## Start

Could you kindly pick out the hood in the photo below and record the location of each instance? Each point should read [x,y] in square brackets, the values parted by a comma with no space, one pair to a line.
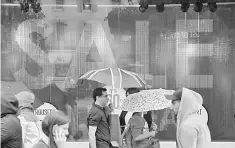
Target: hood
[9,104]
[191,103]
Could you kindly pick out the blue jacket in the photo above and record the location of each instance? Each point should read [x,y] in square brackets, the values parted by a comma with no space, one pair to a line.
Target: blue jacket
[11,132]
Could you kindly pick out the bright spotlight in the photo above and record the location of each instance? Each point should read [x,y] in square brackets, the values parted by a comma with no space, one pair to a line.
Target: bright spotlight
[160,8]
[143,6]
[198,6]
[212,6]
[185,6]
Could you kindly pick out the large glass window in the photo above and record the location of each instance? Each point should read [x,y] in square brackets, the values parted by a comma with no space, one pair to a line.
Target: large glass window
[48,52]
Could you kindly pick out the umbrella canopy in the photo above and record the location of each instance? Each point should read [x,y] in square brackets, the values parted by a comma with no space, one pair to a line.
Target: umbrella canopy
[147,100]
[116,77]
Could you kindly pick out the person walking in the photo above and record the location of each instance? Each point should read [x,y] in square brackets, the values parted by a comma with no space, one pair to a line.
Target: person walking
[11,132]
[98,120]
[31,127]
[192,118]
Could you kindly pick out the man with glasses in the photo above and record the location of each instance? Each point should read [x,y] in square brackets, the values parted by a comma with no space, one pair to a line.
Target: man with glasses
[98,120]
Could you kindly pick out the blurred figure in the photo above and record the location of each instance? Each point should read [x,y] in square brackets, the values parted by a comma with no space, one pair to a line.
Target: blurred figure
[31,127]
[125,116]
[137,136]
[55,126]
[98,120]
[192,118]
[11,132]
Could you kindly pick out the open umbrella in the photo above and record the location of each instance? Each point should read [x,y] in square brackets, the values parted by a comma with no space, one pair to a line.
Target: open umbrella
[116,77]
[147,100]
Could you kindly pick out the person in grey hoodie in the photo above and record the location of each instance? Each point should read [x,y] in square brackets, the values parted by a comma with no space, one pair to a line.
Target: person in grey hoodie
[11,131]
[192,118]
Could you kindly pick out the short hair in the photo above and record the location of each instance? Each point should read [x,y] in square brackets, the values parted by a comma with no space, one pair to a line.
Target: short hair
[178,94]
[98,92]
[132,90]
[53,118]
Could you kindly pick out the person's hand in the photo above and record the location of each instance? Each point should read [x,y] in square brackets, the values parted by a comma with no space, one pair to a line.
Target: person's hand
[153,133]
[111,107]
[154,126]
[60,138]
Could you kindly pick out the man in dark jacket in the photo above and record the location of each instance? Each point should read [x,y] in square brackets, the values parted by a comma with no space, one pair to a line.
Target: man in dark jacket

## End

Requirements - Arrange every line of the items above as a JSON list of strings, one string per line, omitting blank lines and the picture.

Correct result -
[
  "Could you kindly pick out the hood in the photo below and record the location of each instance? Each point should read [x,y] in square brackets, the values parted by a comma with no space, one pair to a line.",
  "Target: hood",
  "[9,104]",
  "[191,103]",
  "Could you kindly pick out the blue jacket in the photo above and record the location of each instance? Each point should read [x,y] in square brackets, the values parted by a comma with no space, one pair to a line.",
  "Target: blue jacket",
  "[11,132]",
  "Could you kindly pick out the bright spotlight in the photo above and record the location of each instance? Each point should read [x,y] in square brackets, the values parted by a comma with no space, one pair to a line.",
  "Target: bright spotlight",
  "[160,8]",
  "[143,6]",
  "[198,6]",
  "[212,6]",
  "[185,6]",
  "Could you kindly pick out the large glass window in the photo above and record the location of each instance? Each point should read [x,y] in square brackets, the values parted by a comma with no space, one pair to a line.",
  "Target: large glass window",
  "[48,52]",
  "Could you kindly pick out the umbrella canopy in the photo above and record the location of each instance? Each point should read [x,y] in square brackets, the values parted by a comma with no space, one pair to a line.",
  "Target: umbrella canopy",
  "[147,100]",
  "[116,77]",
  "Could you kindly pick out the person walking in the photo above and record the location of each instance? Each point should read [x,y] in square brackets, the values parted by a comma with no space, one pair to a line.",
  "Target: person walking",
  "[11,132]",
  "[98,120]",
  "[31,127]",
  "[192,118]",
  "Could you kindly pick out the man with glasses in the photo above and record the location of each instance? Each point should read [x,y] in square brackets, the values parted by a comma with no space, one pair to a line.",
  "Target: man with glasses",
  "[98,120]",
  "Could you kindly pick out the blurred figure in the photo above and record the location of each instance? Each point should read [x,y] in square brackets, the values parted by a comma with no space, one pair to a line.",
  "Target: blurred figure",
  "[31,127]",
  "[125,116]",
  "[137,136]",
  "[55,126]",
  "[98,120]",
  "[192,118]",
  "[11,132]",
  "Could you kindly pick out the open umbrella in the photo above and record the location of each instance? Each point should read [x,y] in square brackets, the values parted by a comma with no space, one pair to a line.",
  "Target: open umbrella",
  "[116,77]",
  "[147,100]",
  "Could you kindly pick out the person in grey hoodie in the photo above and record the location of each instance? Each point should read [x,y] in square brackets, the values parted by a comma with no space, one pair to a line.",
  "Target: person in grey hoodie",
  "[11,131]",
  "[192,118]",
  "Could you kindly pick out the short hair in the photo above and record the location of each instance? Each point should read [x,y] in square brackets, the values parted by a comma with no space, one pair to a line.",
  "Target: short hair",
  "[178,94]",
  "[98,92]",
  "[132,90]",
  "[53,118]",
  "Could you kindly pick out the person's hand in the photo above and record the location of each instance? Each point should read [x,y] in square brackets, the values parted by a comma with no space, one pair to a line.",
  "Target: person's hand",
  "[153,133]",
  "[111,107]",
  "[154,126]",
  "[60,138]",
  "Could you kindly pick out the man in dark jacket in the photo above and record the location of each instance? Each point should read [x,y] in square brackets, the values parted by a comma with no space, one pair to a line.",
  "Target: man in dark jacket"
]